▶ [Exercise set]
1 - Decide whether each statement agrees with the Rothschildia aurota page, answering yes or no and quoting the deciding words: (a) the caterpillars are being reared on privet; (b) third-instar caterpillars still have their stripes; (c) the eggs are smaller than those of the calleta moth.
2 - Reproduce everything in the Rothschildia aurota page from "The caterpillars are fairly" down to "instars. June 27, 2004.", word for word.

Rothschildia aurota

 

This moth doesn't have a common name in English. It flies in the Amazon basin. There are several Mexican Rothschildia species used for silk thread, and I'm hoping that this one will make a useful cocoon. These caterpillars are being reared on privet, Ligustrum ovalifolium.

 

 

These eggs remind me of the eggs of the calleta moth - perfect, smooth and shiny white. They're a little larger. The caterpillars began hatching on June 8, 2004.

 

 

The caterpillars have begun shifting into the second instar. June 17, 2004.

 

 

The second-instar caterpillars have this strong striped pattern. They tend to cluster in groups, eating their way down the leaves in a neat row. June 17, 2004.

 

 

The caterpillars are in the third instar now; they have lost their stripes, and gained bright orange tubercules. June 27, 2004.

 

 

The caterpillars are fairly husky; they are still clustering together in small groups, although they are not nearly as cohesive as they were in the first and second instars. June 27, 2004.

 

 

Around the first of July, these caterpillars started dropping, one by one. They curled up on the floor of their tub, and liquid leaked out of either end of them. One of the things that I was told to expect with raising moths, is that occasionally an entire brood will die of some mysterious disease, despite you doing everything right - clean container, even temperature, fresh food. This was my first dead brood. RIP, little caterpillars.

▶ [Provided records]

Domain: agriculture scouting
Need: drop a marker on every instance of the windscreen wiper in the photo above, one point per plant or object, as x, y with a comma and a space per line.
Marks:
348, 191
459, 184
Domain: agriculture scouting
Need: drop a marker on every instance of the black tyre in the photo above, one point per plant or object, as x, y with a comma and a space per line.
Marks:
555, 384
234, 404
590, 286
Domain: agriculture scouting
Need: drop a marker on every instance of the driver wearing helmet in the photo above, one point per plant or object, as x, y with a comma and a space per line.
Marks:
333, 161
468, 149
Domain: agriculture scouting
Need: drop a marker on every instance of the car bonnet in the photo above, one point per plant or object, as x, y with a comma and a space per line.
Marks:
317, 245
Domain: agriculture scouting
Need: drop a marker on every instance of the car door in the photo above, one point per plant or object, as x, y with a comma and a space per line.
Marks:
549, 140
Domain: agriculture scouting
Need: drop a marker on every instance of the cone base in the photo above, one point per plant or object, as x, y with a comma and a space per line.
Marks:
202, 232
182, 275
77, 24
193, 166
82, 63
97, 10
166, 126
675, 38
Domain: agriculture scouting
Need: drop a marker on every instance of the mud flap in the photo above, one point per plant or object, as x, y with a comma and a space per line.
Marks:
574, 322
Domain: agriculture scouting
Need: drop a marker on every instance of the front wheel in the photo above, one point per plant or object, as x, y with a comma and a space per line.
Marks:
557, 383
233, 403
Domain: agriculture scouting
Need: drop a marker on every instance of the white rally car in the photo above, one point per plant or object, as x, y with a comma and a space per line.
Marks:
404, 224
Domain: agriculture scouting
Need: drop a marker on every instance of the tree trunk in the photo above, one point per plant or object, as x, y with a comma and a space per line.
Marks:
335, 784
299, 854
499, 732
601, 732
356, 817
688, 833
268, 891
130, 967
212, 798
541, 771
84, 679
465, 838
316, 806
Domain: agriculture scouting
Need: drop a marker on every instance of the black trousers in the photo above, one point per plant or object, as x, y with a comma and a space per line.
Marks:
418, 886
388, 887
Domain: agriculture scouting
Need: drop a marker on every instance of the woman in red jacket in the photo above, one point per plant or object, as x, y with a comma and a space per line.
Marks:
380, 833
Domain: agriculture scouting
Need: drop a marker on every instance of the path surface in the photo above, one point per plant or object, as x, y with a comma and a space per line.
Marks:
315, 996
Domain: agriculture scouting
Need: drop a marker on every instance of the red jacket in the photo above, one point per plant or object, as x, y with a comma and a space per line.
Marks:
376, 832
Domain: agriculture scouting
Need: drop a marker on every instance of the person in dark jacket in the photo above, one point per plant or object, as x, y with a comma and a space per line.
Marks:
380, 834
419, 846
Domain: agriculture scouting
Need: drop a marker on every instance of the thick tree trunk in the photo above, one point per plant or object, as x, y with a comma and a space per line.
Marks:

▶ [Answers below]
1 -
(a) Yes: "These caterpillars are being reared on privet, Ligustrum ovalifolium."
(b) No: "they have lost their stripes, and gained bright orange tubercules"
(c) No: "They're a little larger."

2 -
The caterpillars are fairly husky; they are still clustering together in small groups, although they are not nearly as cohesive as they were in the first and second instars. June 27, 2004.